# The exercise:
Write out the full set of records below exactly.

Listing start

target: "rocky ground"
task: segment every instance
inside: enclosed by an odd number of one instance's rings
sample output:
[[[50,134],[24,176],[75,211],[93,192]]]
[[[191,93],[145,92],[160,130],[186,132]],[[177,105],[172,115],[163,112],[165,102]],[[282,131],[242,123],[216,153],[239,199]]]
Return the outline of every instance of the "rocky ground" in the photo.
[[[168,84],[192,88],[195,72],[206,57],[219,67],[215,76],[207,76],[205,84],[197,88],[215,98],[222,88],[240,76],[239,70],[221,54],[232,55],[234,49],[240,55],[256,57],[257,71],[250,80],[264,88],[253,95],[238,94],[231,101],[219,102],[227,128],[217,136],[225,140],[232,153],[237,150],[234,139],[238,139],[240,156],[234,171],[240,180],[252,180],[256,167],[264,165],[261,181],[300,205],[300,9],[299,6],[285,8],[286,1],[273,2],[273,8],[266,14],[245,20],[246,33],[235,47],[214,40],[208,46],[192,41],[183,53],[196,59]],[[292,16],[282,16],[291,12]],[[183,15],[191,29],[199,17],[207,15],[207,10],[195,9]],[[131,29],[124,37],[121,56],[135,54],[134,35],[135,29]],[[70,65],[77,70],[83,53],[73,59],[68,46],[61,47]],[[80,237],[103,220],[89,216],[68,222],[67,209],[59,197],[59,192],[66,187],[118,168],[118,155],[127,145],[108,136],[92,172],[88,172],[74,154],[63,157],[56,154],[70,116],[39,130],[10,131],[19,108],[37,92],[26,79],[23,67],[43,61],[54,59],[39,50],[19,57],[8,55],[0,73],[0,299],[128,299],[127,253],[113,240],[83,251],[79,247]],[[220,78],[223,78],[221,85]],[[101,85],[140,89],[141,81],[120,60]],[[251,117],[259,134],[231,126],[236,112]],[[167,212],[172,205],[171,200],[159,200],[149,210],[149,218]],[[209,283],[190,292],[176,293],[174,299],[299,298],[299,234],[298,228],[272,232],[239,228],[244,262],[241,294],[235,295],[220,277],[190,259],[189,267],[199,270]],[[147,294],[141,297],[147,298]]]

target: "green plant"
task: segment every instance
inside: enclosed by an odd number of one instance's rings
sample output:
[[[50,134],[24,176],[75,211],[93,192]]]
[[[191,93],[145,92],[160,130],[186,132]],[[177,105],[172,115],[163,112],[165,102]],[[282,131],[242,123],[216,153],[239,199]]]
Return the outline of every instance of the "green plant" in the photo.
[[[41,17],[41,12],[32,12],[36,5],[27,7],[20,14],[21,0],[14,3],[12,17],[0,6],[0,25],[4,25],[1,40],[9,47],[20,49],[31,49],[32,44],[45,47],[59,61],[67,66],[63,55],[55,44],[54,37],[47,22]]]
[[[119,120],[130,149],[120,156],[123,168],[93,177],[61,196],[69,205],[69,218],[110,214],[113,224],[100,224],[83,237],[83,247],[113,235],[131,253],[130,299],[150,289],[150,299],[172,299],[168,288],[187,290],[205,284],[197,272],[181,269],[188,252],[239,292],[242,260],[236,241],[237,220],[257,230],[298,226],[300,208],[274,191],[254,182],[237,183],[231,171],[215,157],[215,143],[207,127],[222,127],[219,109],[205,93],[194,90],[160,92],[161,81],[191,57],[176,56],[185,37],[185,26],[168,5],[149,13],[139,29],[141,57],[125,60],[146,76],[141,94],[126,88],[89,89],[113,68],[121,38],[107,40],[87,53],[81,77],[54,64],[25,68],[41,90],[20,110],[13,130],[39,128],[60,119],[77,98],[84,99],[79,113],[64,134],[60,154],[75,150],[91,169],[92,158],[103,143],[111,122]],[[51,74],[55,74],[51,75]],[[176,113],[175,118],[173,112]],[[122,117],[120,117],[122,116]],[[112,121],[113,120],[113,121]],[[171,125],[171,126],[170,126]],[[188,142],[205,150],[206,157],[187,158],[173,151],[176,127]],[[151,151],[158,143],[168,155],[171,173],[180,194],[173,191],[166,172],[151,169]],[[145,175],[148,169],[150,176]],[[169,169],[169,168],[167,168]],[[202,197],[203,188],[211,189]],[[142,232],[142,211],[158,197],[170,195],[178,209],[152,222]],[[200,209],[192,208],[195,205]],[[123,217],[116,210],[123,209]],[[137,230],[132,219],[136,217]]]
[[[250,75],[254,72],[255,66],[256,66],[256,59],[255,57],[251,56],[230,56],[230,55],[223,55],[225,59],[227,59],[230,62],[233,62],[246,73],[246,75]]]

Listing end

# Right answer:
target: "rocky ground"
task: segment every instance
inside: enclosed by an odd number of one instance's rings
sample output:
[[[50,134],[24,176],[75,211],[93,192]]]
[[[191,93],[145,92],[160,130],[186,132]],[[177,105],[172,115],[163,112],[165,102]],[[282,131],[242,123],[216,153],[239,199]]]
Return the outline of every instance of the "rocky ground" in the photo.
[[[168,84],[192,88],[195,72],[206,57],[219,67],[215,76],[207,76],[205,84],[197,88],[215,98],[222,88],[240,76],[239,70],[221,54],[232,55],[234,49],[240,55],[256,57],[257,71],[250,80],[264,88],[253,95],[238,94],[231,101],[219,102],[227,128],[217,136],[225,140],[232,153],[237,150],[234,139],[238,139],[240,156],[234,171],[240,180],[252,180],[256,167],[264,165],[261,181],[300,205],[300,9],[299,6],[285,8],[286,1],[273,2],[273,8],[266,14],[245,20],[246,33],[235,47],[214,40],[208,46],[192,41],[183,53],[196,59]],[[292,16],[282,16],[291,12]],[[183,15],[191,29],[199,17],[207,15],[207,10],[195,9]],[[131,29],[124,37],[121,56],[135,54],[134,35],[135,29]],[[70,65],[77,70],[83,53],[73,59],[68,46],[61,47]],[[80,237],[103,220],[89,216],[68,222],[67,209],[59,197],[59,192],[66,187],[118,168],[118,155],[127,145],[108,136],[92,172],[88,172],[74,154],[63,157],[56,154],[70,116],[39,130],[10,131],[19,108],[37,92],[26,79],[23,67],[43,61],[54,59],[39,50],[19,57],[8,55],[0,73],[0,299],[128,299],[127,253],[113,240],[83,251],[79,247]],[[220,78],[223,78],[221,85]],[[101,85],[140,89],[141,81],[120,60]],[[251,117],[259,134],[231,126],[236,112]],[[167,212],[172,205],[171,200],[159,200],[149,210],[149,218]],[[209,283],[190,292],[176,293],[174,299],[299,298],[299,234],[298,228],[272,232],[239,228],[244,262],[241,294],[235,295],[220,277],[190,259],[189,267],[199,270]],[[147,294],[141,297],[147,298]]]

target: "green plant"
task: segment every instance
inside: enclosed by an odd number of one instance's rings
sample output:
[[[50,134],[24,176],[75,211],[93,192]]]
[[[191,93],[145,92],[160,130],[186,132]],[[177,105],[172,115],[163,112],[165,102]],[[282,131],[242,123],[216,153],[239,199]]]
Return the outline of every instance of the "green plant" in the photo.
[[[41,17],[41,12],[32,12],[36,5],[27,7],[20,14],[21,0],[14,3],[12,17],[0,6],[0,25],[4,25],[1,40],[9,47],[20,49],[31,49],[32,44],[45,47],[59,61],[67,66],[63,55],[55,44],[54,37],[47,22]]]
[[[119,120],[130,149],[120,156],[123,168],[93,177],[61,196],[69,205],[69,218],[110,214],[113,224],[100,224],[83,237],[83,247],[113,235],[131,253],[130,299],[150,289],[150,299],[172,299],[168,288],[187,290],[205,284],[197,272],[181,269],[188,252],[239,292],[242,260],[236,241],[237,220],[257,230],[298,226],[300,208],[274,191],[254,182],[237,183],[231,171],[215,157],[215,143],[207,127],[222,127],[219,109],[205,93],[194,90],[160,92],[161,81],[191,57],[176,56],[185,37],[185,26],[168,5],[149,13],[139,29],[141,57],[125,60],[146,76],[141,94],[126,88],[89,89],[113,68],[121,38],[107,40],[87,53],[81,77],[54,64],[25,68],[41,90],[20,110],[13,130],[39,128],[60,119],[77,98],[84,99],[79,113],[64,134],[60,154],[75,150],[91,169],[92,158],[103,143],[111,122]],[[51,74],[55,74],[51,75]],[[176,113],[175,118],[173,112]],[[122,117],[120,117],[122,116]],[[112,121],[113,120],[113,121]],[[171,125],[171,126],[170,126]],[[188,142],[205,150],[206,157],[187,158],[173,151],[176,127]],[[151,151],[158,143],[168,155],[171,173],[180,194],[173,191],[166,172],[151,169]],[[145,175],[148,169],[150,176]],[[169,169],[169,168],[167,168]],[[202,197],[203,188],[211,189]],[[142,232],[142,211],[158,197],[170,195],[178,209],[152,222]],[[200,209],[192,208],[195,205]],[[123,217],[116,210],[123,209]],[[137,230],[132,219],[136,217]]]
[[[250,75],[254,72],[255,66],[256,66],[256,59],[255,57],[251,56],[230,56],[230,55],[223,55],[225,59],[227,59],[230,62],[233,62],[246,73],[246,75]]]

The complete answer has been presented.